Work to complete: Put every line of the records below into a JSON list of strings, one string per line, with blank lines omitted. Leave the pictures out of the answer.

Records for this exercise:
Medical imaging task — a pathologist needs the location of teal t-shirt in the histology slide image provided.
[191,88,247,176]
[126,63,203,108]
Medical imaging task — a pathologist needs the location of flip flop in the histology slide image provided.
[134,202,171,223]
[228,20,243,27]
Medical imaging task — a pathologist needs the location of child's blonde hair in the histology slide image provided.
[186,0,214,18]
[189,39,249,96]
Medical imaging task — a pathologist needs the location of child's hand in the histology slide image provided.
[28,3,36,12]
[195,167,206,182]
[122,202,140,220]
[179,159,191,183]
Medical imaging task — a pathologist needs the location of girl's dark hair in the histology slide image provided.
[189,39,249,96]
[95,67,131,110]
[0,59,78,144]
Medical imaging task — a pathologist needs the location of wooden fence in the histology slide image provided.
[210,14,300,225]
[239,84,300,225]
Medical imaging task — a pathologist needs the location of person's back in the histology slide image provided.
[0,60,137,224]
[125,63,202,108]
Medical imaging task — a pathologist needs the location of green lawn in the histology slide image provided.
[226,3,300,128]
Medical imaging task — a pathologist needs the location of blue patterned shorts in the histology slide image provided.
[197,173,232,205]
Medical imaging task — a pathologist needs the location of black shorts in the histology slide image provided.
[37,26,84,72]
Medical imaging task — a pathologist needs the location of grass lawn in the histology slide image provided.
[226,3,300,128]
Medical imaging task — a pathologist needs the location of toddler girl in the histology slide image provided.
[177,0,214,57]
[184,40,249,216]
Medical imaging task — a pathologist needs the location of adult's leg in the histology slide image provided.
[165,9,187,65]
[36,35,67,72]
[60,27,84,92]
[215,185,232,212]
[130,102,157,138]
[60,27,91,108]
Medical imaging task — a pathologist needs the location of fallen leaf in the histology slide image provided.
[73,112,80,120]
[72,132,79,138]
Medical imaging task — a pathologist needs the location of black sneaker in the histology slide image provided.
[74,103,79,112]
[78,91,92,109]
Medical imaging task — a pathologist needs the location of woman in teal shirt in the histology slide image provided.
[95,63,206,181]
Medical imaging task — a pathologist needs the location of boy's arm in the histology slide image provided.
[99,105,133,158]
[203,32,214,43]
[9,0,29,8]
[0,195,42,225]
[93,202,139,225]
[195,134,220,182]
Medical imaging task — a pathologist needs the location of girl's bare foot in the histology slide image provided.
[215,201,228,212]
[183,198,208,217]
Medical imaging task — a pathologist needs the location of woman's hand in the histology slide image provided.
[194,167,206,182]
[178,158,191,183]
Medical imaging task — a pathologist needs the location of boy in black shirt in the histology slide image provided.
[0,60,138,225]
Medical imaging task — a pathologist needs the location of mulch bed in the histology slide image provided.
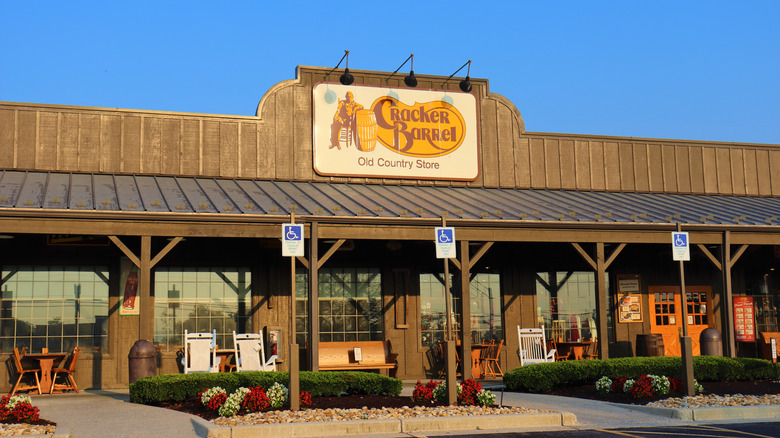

Final answer:
[
  "Medical imaging task — a pathologist needs the location of teal t-shirt in the histology slide image provided.",
  "[191,88,247,176]",
  "[126,63,203,108]",
  "Medical imaging task — a pathologist needs the location of flip flop in the histology slide image provided.",
  "[134,202,171,223]",
  "[228,20,243,27]",
  "Medical imaging task — a pathologist needs the location of child's blonde hair in the histology slide image provided.",
  "[186,0,214,18]",
  "[189,39,249,96]",
  "Medical imaging task — a pathologist needs the location of child's hand in the histology slide image provided.",
  "[28,3,36,12]",
  "[195,167,206,182]",
  "[122,202,140,220]",
  "[179,159,191,183]",
  "Medical imaging task — a pathologist needs the location of girl's dark hair in the histology slide image provided.",
  "[189,39,249,96]",
  "[95,67,131,110]",
  "[0,59,78,144]",
  "Medical imaging task — a pathologist needs the location of wooden fence in the histology slide image provided.",
  "[210,14,300,225]",
  "[239,84,300,225]",
  "Medical imaging task — a pathologist needs the location of person's back in the histology slide image provided.",
  "[0,60,137,224]",
  "[125,63,202,108]",
  "Medical imaging task — a pathologist needs the location of green lawn in the histology slide image provided.",
  "[226,3,300,128]",
  "Medical imaging task — a pathologist needs the location of blue patterned shorts in the histology slide image provided.",
  "[197,173,232,205]",
  "Medical imaging task — a pathologist needs the location of black shorts in the histology slide image provided.",
  "[37,26,84,72]",
  "Medical imaging task — a pathologist needs the location of grass lawn in the histology slide image provided.",
  "[226,3,300,128]",
  "Medical imaging task — a pathologist needs the location of toddler girl in the histology slide image provided.",
  "[177,0,214,57]",
  "[184,40,249,216]",
  "Medical imaging task — a pathologist needs the location of adult's leg in the histology slide image provided.",
  "[165,9,187,65]",
  "[36,35,67,72]",
  "[60,27,84,92]",
  "[215,185,232,212]",
  "[130,102,157,138]",
  "[60,27,91,108]",
  "Medical imaging task — a pathologist needs the location of fallen leaf in the histology slide image provided.",
  "[73,112,80,120]",
  "[72,132,79,138]",
  "Medical imaging task — a pathologist needs the location of black sneaker in the histology slide image provided.",
  "[74,103,79,112]",
  "[78,91,92,109]",
  "Medical imaging task — a pathologist needs the location of woman in teal shirt in the histology slide image provided.",
  "[95,63,206,181]",
  "Medical imaging task — a pathologist needs the location of boy's arm in the histology slide image provided.",
  "[99,105,133,158]",
  "[203,32,214,43]",
  "[9,0,29,8]",
  "[0,195,42,225]",
  "[93,202,139,225]",
  "[195,134,220,182]",
  "Medical imaging task — a pathologist needs the location of girl's bare foot in the histology slide image provided.",
  "[215,201,228,212]",
  "[183,198,208,217]",
  "Medical imaging task — a pathologist needs the location of woman's hand in the histology slide image provided.",
  "[194,167,206,182]",
  "[178,158,191,183]",
  "Medical imaging task — a pathologist needs the location of boy in black shirt in the histology slide image provided.",
  "[0,60,138,225]",
  "Medical imaging task — a pathologist needs the location of mulch bed in the histology slide image provided."
]